Reproduce every line of the records below verbatim, leaving the pictures out of your answer.

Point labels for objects
<<<<

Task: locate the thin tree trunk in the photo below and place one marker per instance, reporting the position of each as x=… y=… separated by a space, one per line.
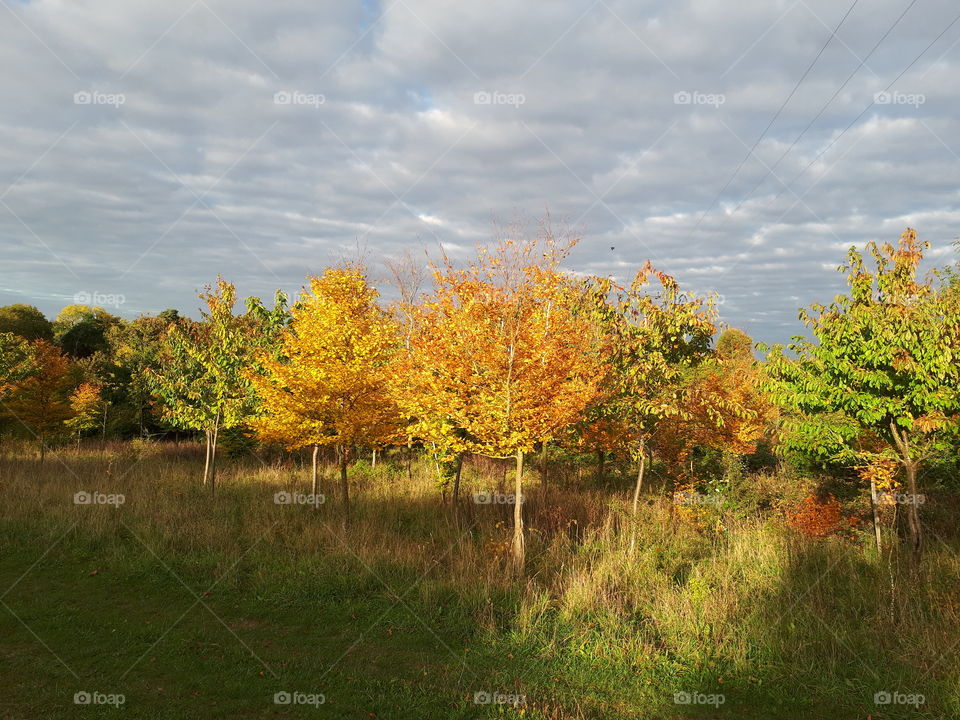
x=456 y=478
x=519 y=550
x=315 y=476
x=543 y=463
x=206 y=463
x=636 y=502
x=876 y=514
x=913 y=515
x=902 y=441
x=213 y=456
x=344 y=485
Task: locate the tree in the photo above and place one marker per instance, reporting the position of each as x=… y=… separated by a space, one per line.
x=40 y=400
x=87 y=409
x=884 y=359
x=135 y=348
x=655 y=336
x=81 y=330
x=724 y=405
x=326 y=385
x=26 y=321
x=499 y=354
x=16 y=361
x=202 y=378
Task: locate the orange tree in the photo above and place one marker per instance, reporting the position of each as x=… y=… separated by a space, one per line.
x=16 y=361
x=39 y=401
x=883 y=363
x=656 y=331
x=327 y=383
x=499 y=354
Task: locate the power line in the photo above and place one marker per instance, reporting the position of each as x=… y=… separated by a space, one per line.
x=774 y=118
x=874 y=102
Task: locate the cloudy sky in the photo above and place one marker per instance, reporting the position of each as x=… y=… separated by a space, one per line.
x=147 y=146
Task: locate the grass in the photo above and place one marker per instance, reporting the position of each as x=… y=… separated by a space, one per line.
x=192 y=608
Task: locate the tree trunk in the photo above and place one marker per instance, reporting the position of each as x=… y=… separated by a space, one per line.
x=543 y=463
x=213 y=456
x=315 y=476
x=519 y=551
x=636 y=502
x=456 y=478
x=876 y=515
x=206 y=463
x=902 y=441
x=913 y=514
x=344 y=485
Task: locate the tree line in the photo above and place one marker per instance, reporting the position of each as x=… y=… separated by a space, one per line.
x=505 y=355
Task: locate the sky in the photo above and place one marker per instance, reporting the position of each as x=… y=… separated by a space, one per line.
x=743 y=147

>>>>

FULL OUTPUT =
Task: locate the thin tree trunk in the photo below and place one marker per instance, reporting the position of each as x=… y=… separated by a space, one per line.
x=456 y=478
x=519 y=550
x=315 y=476
x=543 y=463
x=206 y=463
x=636 y=502
x=876 y=514
x=913 y=515
x=902 y=441
x=213 y=456
x=344 y=485
Task: locate the tree in the photo above and place one marker per instance, reporting the position of each as x=… y=… separated by a space, one per line.
x=40 y=400
x=87 y=409
x=884 y=359
x=135 y=348
x=655 y=336
x=81 y=330
x=724 y=405
x=326 y=385
x=26 y=321
x=499 y=354
x=16 y=361
x=202 y=378
Task: locate the orange tree in the photo above and place one marker per instance, reporting the position of each as x=… y=… separated by a space, one per line.
x=16 y=361
x=39 y=401
x=883 y=363
x=656 y=331
x=327 y=383
x=499 y=354
Task: locate the power line in the photo above and place one marker per instance, reporting the position of each as x=… y=… separated by a space, one per line.
x=774 y=118
x=874 y=102
Task: locate the cloudy sky in the photo above and place one marker per instance, reporting the position of each as x=… y=… separated by a space, one per line.
x=147 y=146
Task: locate the grass in the photo above and place one marker per instance, reporting the position of each as x=… y=… separated by a space, one per line.
x=192 y=608
Task: locate the tree trunk in the photo above and place one marker per instance, reporting the position of each as x=… y=… separated by a space, one per line.
x=543 y=463
x=213 y=456
x=315 y=476
x=519 y=551
x=636 y=502
x=456 y=478
x=876 y=515
x=206 y=463
x=902 y=441
x=913 y=514
x=344 y=485
Task: locate the tree line in the photo above and place one marker per instance, reporting the position of each as x=… y=… separated by a space, one per line.
x=505 y=355
Task: locate the sky in the photo above and place one marker per instance, reporting the position of each as x=… y=… separated by a space, one per line.
x=743 y=147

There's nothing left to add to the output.